## [TEXT]
## START

If more than one inference can be reasonably drawn, then the finding of the department is conclusive, Schmidlkofer v. Industrial Comm. (1953), 265 Wis. 535, 61 N. W. 2d 862; Van Roy v. Industrial Comm. (1958), 5 Wis. 2d 416, 92 N. W. 2d 818, and this court will affirm a finding of fact of the department unless such finding of fact is clearly against all credible evidence or is so inherently unreasonable so as not to be entitled to any weight. Van Valin v. Industrial Comm. (1962), 15 Wis. 2d 362, 367, 368, 112 N. W. 2d 920; Bergner v. Industrial Comm. (1968), 37 Wis. 2d 578, 589, 155 N. W. 2d 602.

As pointed out by the appellant, because of the presumption created by the statute there must be a finding of two essential facts by the department before benefits can be denied. There must be (1) a deviation by the employee from his business trip, and (2) such deviation must be for a personal purpose not reasonably necessary for living or incidental thereto.

The fatal injury occurred within Dibble’s assigned territory while he was on a business trip. This is sufficient to raise the statutory presumption that he was within the scope of his employment.

In Tyrrell v. Industrial Comm. (1965), 27 Wis. 2d 219, 224, 133 N. W. 2d 810, we stated:

“This presumption will continue in the absence of evidence to the contrary. Armstrong v. Industrial Comm. (1948), 254 Wis. 174, 35 N. W. (2d) 212; Racine County v. Industrial Comm. (1933), 210 Wis. 315, 246 N. W. 303. The presumption is rebuttable and drops out when evidence to the contrary is presented. In Arm *347 strong v. Industrial Comm., supra, this court was presented with a comparable factual situation:
“ ‘In addition to contentions based upon the facts it is contended by applicant that sec. 102.03 (1) (f), Stats. 1945, puts upon the employer the burden of proving the fact of deviation from the course of employment. It is further contended that, upon the introduction of evidence that deceased was in the service of his employer when last seen, applicant is entitled to a presumption that he continued in his employment and that he was so engaged at the time of his death.

## END

## [WORK INSTRUCTIONS]
1: In the court opinion, where was Dibble when the fatal injury occurred?
2: Write out the court opinion word for word, from "As pointed out" up to and including "or incidental thereto.".

## [EXTRACTED DATA]
## START

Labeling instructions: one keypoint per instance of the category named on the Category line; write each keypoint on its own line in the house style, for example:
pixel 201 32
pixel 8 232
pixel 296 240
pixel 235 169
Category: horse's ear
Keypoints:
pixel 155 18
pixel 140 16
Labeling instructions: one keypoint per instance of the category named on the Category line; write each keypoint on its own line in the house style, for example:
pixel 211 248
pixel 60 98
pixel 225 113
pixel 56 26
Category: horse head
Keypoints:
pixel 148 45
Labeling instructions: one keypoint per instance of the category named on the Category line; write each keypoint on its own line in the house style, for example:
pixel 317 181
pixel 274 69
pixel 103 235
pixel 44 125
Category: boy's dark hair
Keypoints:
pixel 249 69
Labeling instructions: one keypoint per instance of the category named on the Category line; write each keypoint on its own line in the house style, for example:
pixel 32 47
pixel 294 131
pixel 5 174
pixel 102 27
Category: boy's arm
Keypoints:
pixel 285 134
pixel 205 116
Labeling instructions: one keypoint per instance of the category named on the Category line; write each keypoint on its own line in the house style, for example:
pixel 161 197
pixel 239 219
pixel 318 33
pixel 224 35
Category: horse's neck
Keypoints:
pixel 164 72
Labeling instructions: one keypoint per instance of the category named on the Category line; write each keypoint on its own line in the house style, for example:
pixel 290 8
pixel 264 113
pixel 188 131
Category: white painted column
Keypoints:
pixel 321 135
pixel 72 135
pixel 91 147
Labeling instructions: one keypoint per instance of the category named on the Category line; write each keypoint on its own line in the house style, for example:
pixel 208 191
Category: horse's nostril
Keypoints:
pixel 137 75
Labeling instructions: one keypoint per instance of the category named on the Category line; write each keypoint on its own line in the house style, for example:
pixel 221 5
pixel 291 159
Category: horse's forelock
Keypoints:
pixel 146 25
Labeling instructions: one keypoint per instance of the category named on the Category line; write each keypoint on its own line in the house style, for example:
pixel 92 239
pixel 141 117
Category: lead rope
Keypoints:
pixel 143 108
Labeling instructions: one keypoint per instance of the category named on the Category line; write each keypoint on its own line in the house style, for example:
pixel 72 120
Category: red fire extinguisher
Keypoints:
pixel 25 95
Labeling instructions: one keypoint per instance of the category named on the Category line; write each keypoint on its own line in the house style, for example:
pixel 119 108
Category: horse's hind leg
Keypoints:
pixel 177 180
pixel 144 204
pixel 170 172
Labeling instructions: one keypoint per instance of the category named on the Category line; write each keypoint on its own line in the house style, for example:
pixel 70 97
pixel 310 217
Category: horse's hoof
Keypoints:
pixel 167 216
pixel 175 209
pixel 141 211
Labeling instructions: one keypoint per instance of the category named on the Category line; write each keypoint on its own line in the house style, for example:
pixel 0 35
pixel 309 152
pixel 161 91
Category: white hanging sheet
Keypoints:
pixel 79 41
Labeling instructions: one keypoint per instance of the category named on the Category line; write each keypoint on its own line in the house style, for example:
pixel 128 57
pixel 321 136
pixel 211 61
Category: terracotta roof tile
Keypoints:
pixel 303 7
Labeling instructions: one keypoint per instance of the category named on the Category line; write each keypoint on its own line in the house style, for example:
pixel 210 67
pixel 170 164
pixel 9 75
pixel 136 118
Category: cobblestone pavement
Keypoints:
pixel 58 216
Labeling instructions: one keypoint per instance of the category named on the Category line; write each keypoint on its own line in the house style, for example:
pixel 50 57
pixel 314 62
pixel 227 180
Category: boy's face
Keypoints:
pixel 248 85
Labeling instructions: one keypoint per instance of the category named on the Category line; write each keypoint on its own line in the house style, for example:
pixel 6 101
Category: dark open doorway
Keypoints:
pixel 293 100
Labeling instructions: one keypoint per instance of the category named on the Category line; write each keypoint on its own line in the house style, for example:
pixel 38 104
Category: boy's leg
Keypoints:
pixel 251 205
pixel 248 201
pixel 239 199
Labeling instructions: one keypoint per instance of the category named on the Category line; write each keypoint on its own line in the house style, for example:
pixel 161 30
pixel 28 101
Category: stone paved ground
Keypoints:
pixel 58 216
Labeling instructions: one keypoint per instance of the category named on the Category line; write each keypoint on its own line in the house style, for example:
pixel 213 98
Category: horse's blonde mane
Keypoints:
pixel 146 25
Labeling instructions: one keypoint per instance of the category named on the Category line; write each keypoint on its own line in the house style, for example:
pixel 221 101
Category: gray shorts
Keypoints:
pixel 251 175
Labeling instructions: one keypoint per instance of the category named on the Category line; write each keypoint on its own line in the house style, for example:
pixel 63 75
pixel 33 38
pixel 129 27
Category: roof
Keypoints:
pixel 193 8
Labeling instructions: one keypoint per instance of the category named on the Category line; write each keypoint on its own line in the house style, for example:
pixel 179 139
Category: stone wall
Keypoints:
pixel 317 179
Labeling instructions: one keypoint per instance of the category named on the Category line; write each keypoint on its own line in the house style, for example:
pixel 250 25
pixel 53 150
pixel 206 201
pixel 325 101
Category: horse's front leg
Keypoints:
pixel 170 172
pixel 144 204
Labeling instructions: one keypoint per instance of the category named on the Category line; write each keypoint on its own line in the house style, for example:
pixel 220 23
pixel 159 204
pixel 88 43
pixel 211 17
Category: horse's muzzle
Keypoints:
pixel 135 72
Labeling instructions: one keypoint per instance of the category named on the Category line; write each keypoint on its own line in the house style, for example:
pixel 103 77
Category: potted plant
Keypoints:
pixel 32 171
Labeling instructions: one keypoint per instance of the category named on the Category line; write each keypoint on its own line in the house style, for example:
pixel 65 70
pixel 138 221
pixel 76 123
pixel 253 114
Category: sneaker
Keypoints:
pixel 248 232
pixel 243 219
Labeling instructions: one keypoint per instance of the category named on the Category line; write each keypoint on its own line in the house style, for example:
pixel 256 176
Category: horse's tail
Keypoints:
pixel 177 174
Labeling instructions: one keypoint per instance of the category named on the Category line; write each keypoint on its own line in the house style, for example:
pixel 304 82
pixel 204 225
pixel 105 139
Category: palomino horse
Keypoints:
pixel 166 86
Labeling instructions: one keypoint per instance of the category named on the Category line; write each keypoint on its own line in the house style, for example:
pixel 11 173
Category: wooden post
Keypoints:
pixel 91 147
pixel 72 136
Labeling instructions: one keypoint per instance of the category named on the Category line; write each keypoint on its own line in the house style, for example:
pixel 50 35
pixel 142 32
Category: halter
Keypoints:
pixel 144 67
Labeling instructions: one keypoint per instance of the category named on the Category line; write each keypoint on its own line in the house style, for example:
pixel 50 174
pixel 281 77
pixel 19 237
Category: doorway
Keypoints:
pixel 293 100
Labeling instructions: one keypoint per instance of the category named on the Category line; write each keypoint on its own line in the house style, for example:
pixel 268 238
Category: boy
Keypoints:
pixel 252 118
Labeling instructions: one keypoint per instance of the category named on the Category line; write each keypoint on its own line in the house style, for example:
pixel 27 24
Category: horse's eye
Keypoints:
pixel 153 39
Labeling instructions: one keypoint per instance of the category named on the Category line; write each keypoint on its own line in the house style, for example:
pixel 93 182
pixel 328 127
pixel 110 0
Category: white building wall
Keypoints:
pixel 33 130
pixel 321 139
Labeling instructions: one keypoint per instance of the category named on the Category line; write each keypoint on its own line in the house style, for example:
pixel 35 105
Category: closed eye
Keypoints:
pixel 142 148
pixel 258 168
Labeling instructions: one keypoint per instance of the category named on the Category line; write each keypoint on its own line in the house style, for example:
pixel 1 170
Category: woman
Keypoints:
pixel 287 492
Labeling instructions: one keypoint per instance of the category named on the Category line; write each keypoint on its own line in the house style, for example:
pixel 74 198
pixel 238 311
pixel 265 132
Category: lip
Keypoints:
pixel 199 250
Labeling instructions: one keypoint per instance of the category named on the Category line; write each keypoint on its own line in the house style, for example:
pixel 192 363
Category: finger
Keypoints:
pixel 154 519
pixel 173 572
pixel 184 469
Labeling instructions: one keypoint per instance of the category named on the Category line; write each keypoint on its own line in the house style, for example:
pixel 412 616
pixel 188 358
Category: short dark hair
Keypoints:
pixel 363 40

## END

## [RESULTS OF THE EXERCISE]
1: He was within his assigned territory while on a business trip.

2:
As pointed out by the appellant, because of the presumption created by the statute there must be a finding of two essential facts by the department before benefits can be denied. There must be (1) a deviation by the employee from his business trip, and (2) such deviation must be for a personal purpose not reasonably necessary for living or incidental thereto.